The reconstruction, which was strongly oriented towards car traffic, created the "car-friendly city". The housing problem remained acute for years, and settlement planning was the defining task. As environmental awareness grew, the field of "landscape conservation" took shape. In the post-war years, the profession was characterized by continuity in terms of personnel. In terms of design, modern forms of expression defamed under National Socialism were taken up, with different open space concepts becoming apparent in the two German states.
After the chaos of the immediate post-war years came the long, continuous rise in the West with monetary union and the Marshall Plan in 1948. The 1950s were free of the phases of impoverishment caused by inflation, economic crisis and war that had characterized the previous decades, and wages rose to record levels. Even then, people were already talking about the "economic miracle". Meanwhile, the East recovered only slowly due to a lack of economic aid and the sluggish success of the planned economy.
In the hope of being able to create a new, liberal society by rebuilding entire cities, the established urban structures were declared the enemy of the planners, just as they had been towards the end of the First World War. The tasks were enormous, and the housing shortage caused by the destruction of the war and the influx of refugees had not been compensated for by the end of the decade. The construction of large housing estates was tackled and landscape architects were brought in to design the mostly semi-public green spaces.
Finally, the 1950s were also a time of growing environmental awareness in both German states; the profession was increasingly concerned about the destruction of the landscape that was visible everywhere. Following in the footsteps of traditions such as the princely beautification of the countryside in the 19th century and the Heimatschutz movement, and aligned with the objectives of the Nature Conservation Act introduced in the 1930s, the field of "landscape conservation" increasingly took shape.
Urban planning challenges
The destruction and fundamental reshaping of the German territory had resulted in gigantic tasks in the area of new settlement planning. Many millions of refugees each year exacerbated the already difficult situation. Three new publications in particular defined the urban planning objectives of the time: "Organische Stadtbaukunst - Von der Großstadt zur Stadtlandschaft" (Hans Bernard Reichow, 1948), "Die gegliederte und aufgelockerte Stadt" (Johannes Göderitz, Roland Rainer, Hubert Hoffmann, 1957) and "Die autogerechte Stadt" (Hans Bernard Reichow, 1959). Some of the authors had already developed their ideas in the 1940s.

REQUIREMENT 1: From the records, copy out every line from the line containing "Indicate every instance of the street" to the line containing "(1193, 638)", with both of those lines included.
The text and the records that follow it are unrelated to each other.

MATERIAL SUPPLIED:

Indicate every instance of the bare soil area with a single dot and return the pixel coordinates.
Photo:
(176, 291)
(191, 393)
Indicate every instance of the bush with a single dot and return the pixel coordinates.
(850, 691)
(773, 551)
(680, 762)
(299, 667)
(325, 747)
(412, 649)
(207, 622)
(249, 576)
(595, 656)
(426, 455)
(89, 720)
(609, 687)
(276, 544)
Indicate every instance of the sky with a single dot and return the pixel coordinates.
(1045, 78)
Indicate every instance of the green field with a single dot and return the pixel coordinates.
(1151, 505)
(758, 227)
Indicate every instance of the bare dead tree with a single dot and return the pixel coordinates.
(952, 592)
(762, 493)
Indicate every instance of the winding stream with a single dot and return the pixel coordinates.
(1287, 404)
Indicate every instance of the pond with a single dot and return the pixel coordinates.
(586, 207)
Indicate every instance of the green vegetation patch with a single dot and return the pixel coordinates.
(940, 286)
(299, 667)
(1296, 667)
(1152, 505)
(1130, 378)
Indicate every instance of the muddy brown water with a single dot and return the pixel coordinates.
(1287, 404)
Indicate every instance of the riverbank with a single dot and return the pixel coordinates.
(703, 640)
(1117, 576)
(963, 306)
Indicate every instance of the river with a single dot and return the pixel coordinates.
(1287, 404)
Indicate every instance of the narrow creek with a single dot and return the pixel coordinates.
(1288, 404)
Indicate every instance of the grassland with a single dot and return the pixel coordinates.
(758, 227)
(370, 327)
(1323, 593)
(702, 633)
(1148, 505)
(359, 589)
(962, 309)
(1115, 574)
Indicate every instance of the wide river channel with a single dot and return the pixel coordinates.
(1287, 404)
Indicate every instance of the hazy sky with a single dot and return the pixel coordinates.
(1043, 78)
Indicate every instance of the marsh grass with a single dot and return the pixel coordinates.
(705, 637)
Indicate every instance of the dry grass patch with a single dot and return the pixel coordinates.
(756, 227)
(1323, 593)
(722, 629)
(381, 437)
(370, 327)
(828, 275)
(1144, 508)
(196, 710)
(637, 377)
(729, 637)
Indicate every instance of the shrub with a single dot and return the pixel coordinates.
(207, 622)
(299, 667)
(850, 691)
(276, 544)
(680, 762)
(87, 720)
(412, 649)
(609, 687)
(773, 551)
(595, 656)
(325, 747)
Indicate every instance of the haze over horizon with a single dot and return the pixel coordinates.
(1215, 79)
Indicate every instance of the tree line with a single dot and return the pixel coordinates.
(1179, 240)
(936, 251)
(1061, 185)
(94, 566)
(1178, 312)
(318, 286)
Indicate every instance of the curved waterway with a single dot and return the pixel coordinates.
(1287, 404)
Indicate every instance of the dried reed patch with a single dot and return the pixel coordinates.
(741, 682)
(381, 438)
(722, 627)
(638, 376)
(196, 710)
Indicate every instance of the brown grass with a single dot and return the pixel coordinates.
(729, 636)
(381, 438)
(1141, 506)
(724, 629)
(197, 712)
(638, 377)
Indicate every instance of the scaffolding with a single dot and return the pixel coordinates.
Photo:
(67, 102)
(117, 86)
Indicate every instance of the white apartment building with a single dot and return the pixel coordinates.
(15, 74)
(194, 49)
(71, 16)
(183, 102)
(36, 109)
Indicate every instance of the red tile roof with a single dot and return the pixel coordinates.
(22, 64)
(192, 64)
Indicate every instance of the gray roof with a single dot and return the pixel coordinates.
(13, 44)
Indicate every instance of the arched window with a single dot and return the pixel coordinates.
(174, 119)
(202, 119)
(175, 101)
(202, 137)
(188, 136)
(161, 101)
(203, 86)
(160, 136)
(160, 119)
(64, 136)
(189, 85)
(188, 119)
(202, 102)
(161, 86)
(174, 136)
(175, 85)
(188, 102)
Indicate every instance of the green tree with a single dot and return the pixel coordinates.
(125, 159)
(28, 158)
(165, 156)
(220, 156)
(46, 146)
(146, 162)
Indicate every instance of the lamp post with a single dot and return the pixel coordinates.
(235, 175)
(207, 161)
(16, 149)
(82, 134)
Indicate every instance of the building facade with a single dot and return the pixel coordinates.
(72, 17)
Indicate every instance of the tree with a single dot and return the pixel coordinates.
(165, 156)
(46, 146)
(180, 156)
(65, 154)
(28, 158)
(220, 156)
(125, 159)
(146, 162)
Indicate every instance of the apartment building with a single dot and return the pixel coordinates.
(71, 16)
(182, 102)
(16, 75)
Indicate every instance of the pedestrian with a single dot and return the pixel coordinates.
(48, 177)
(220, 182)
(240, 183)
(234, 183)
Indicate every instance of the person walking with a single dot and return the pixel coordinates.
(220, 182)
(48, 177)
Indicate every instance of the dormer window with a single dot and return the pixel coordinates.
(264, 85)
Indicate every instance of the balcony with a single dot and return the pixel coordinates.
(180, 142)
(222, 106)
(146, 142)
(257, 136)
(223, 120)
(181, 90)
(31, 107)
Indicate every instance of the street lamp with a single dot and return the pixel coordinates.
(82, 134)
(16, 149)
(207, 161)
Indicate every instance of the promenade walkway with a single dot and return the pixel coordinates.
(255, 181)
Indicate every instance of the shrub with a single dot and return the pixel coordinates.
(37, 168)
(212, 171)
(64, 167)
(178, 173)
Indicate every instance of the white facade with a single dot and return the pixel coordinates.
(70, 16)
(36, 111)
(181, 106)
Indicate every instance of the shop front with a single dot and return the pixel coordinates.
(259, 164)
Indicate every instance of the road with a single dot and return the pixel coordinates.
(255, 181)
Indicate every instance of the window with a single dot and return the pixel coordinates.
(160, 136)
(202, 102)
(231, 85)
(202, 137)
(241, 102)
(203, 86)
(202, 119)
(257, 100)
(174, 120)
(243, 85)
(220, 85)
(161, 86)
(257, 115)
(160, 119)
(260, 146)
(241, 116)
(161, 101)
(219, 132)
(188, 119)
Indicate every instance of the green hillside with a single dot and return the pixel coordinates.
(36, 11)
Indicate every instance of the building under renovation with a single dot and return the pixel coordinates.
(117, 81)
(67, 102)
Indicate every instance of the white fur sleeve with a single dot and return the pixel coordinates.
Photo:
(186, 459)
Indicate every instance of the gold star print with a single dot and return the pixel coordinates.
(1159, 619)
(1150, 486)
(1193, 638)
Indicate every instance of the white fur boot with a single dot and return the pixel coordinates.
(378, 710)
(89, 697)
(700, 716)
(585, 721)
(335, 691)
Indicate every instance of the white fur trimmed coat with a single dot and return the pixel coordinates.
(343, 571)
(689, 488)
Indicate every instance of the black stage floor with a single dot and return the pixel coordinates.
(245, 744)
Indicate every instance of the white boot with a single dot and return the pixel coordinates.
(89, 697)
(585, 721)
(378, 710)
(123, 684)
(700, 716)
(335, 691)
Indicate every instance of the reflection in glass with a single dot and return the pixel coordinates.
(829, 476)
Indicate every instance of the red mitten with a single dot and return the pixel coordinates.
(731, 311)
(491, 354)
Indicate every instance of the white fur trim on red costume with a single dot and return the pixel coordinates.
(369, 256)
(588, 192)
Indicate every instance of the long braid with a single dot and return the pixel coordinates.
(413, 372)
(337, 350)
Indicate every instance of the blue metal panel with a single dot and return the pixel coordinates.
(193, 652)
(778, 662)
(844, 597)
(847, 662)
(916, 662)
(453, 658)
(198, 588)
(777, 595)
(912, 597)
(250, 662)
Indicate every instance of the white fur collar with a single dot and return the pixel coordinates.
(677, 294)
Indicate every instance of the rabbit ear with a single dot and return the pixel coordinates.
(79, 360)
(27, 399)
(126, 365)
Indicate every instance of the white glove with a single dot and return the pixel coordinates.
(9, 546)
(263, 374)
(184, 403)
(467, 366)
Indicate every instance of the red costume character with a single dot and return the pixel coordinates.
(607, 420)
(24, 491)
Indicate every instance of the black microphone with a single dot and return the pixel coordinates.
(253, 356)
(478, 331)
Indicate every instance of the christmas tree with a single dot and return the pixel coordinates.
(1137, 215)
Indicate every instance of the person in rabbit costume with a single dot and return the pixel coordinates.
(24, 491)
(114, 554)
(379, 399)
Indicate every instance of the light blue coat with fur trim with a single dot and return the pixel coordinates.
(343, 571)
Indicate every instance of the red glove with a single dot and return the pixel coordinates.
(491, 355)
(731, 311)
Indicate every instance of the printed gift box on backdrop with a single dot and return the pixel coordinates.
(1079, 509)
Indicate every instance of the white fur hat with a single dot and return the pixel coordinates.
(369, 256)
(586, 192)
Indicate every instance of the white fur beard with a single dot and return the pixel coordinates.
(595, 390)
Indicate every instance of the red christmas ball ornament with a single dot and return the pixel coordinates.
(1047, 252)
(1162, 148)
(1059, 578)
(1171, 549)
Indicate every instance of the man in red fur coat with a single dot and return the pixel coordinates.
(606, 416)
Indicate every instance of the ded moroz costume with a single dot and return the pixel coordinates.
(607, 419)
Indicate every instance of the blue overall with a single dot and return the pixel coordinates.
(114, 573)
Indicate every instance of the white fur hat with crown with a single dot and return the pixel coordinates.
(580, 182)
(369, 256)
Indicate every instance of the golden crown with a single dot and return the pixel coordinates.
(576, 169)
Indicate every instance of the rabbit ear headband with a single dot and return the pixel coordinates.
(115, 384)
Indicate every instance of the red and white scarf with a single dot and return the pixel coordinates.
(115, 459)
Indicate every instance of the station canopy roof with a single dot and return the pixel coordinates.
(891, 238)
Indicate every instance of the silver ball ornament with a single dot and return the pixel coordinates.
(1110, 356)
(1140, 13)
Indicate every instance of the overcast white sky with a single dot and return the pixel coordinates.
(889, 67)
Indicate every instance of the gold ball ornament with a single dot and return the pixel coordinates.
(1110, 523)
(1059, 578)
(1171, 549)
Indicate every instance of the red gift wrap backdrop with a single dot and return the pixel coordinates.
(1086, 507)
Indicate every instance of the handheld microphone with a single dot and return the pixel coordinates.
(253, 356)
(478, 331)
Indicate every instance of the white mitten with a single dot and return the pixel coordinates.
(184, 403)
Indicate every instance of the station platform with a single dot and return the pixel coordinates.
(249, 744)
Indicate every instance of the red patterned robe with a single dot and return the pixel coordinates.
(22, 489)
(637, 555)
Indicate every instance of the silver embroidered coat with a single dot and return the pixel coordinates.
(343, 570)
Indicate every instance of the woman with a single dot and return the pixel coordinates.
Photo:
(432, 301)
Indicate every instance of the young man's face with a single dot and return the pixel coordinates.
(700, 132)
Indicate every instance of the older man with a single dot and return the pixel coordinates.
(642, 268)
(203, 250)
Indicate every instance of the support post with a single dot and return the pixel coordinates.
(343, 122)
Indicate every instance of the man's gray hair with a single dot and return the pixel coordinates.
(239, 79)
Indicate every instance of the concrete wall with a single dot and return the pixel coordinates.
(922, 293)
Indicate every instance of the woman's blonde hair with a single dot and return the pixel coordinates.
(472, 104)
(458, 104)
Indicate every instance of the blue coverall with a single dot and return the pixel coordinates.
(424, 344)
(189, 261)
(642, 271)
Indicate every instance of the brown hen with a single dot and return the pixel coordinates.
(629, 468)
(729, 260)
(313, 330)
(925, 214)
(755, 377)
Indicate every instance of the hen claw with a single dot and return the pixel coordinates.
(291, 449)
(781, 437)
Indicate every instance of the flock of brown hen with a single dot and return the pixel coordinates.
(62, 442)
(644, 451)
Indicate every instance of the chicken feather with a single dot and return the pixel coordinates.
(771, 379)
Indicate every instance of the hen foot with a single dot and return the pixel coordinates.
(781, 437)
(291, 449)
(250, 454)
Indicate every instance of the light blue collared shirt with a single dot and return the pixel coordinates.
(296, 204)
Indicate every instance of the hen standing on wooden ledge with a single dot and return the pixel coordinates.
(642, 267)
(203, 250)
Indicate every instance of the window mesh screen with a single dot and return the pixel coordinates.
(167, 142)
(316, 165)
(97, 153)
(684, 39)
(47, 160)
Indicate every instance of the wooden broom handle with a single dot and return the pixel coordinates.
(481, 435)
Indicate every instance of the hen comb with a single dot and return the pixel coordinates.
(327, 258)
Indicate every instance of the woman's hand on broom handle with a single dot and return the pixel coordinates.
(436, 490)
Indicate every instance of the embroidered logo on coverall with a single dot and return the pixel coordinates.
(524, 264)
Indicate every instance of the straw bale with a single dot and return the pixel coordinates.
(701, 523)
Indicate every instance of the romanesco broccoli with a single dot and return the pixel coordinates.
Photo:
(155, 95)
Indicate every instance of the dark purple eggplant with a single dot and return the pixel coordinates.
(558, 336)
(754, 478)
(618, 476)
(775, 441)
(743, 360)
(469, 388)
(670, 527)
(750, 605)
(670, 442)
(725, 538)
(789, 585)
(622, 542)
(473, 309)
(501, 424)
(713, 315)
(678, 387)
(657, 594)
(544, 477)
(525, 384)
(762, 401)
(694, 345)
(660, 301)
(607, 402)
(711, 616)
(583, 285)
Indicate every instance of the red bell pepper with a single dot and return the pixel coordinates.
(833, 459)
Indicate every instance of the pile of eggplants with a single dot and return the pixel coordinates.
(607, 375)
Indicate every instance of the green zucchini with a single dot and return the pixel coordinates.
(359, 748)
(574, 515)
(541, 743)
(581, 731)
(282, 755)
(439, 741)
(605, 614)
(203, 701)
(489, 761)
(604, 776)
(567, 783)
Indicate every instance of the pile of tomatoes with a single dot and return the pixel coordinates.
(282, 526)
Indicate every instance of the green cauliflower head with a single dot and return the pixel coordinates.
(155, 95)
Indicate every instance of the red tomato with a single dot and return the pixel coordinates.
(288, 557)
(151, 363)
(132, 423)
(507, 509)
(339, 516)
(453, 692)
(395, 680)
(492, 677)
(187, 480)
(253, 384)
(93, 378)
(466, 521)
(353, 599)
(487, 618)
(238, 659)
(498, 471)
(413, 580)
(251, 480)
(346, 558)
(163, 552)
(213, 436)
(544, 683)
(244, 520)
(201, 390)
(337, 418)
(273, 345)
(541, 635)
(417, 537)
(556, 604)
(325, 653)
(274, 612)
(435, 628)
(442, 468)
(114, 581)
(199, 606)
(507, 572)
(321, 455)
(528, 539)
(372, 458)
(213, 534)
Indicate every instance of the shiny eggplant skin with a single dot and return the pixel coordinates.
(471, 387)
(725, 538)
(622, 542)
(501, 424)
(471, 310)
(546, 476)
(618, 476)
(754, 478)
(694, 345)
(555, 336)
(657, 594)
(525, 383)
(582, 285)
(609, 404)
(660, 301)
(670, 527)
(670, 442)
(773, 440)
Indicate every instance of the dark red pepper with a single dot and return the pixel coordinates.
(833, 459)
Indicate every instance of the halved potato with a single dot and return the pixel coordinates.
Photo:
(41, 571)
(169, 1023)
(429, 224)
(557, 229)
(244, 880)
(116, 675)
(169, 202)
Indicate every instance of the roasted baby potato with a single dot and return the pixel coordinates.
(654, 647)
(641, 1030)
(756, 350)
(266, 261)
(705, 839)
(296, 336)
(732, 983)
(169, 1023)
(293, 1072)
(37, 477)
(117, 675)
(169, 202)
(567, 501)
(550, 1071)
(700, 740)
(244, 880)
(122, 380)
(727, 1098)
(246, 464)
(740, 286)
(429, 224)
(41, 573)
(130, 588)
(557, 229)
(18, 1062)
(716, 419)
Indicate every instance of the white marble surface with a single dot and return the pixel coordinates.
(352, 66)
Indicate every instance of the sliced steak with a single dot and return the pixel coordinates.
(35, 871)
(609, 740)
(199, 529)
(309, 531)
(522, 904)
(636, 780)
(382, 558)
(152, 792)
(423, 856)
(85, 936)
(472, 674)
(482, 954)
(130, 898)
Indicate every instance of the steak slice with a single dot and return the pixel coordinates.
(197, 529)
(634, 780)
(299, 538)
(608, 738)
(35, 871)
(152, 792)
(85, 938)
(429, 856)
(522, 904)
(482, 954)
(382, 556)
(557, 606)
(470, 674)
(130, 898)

REQUIREMENT 2:
Answer these questions from the text on post-war planning:
(a) In what year did monetary union and the Marshall Plan arrive in the West?
(b) Who wrote "Die autogerechte Stadt", and in what year did it appear?
(c) In which decade was the Nature Conservation Act introduced?

REPLY 1:
Indicate every instance of the street lamp with a single dot and return the pixel coordinates.
(82, 134)
(16, 149)
(207, 161)
Indicate every instance of the promenade walkway with a single dot and return the pixel coordinates.
(255, 181)
Indicate every instance of the shrub with a single dot and return the pixel coordinates.
(37, 168)
(212, 171)
(64, 167)
(178, 173)
Indicate every instance of the white facade with a single dot and return the pixel coordinates.
(70, 16)
(36, 111)
(181, 106)
Indicate every instance of the shop front with a single dot and return the pixel coordinates.
(259, 164)
Indicate every instance of the road with a single dot and return the pixel coordinates.
(255, 181)
Indicate every instance of the window with a single dot and return the pixel coordinates.
(160, 136)
(202, 102)
(231, 85)
(202, 137)
(241, 102)
(203, 86)
(202, 119)
(257, 100)
(174, 120)
(243, 85)
(220, 85)
(161, 86)
(257, 115)
(160, 119)
(260, 146)
(241, 116)
(161, 101)
(219, 132)
(188, 119)
Indicate every instance of the green hillside with a single dot and return the pixel coordinates.
(36, 11)
Indicate every instance of the building under renovation with a single dot and return the pixel coordinates.
(117, 81)
(67, 102)
Indicate every instance of the white fur sleeve with a single dot and return the pixel coordinates.
Photo:
(186, 459)
Indicate every instance of the gold star print with a single dot and return the pixel coordinates.
(1159, 619)
(1150, 486)
(1193, 638)

REPLY 2:
(a) 1948
(b) Hans Bernard Reichow, 1959
(c) The 1930s